Saved entries
==========

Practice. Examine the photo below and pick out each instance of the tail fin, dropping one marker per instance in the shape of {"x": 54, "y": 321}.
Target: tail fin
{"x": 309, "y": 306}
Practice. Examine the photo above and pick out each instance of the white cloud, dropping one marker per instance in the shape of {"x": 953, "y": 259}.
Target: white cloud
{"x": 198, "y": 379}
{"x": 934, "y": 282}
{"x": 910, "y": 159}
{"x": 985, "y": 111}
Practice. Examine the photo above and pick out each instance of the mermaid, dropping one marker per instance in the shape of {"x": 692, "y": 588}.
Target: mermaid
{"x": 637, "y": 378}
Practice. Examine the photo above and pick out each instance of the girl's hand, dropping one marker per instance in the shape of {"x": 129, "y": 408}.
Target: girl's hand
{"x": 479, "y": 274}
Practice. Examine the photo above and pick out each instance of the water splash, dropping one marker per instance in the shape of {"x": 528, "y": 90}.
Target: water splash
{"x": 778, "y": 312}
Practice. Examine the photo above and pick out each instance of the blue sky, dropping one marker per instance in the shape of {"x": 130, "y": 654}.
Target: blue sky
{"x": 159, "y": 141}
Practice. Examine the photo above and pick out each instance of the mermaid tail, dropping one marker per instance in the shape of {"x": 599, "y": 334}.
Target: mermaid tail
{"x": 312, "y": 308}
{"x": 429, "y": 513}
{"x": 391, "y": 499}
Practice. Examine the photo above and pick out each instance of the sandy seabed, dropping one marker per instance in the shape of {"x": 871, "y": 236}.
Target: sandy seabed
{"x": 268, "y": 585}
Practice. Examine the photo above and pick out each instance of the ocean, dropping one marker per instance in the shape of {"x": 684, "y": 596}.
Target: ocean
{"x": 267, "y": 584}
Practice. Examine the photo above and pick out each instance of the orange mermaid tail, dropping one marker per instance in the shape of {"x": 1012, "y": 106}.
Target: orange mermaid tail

==========

--- WHAT IS REQUIRED ---
Only the number should be given: the count of lines in the entries that contain the string "orange".

--- OUTPUT BELOW ---
2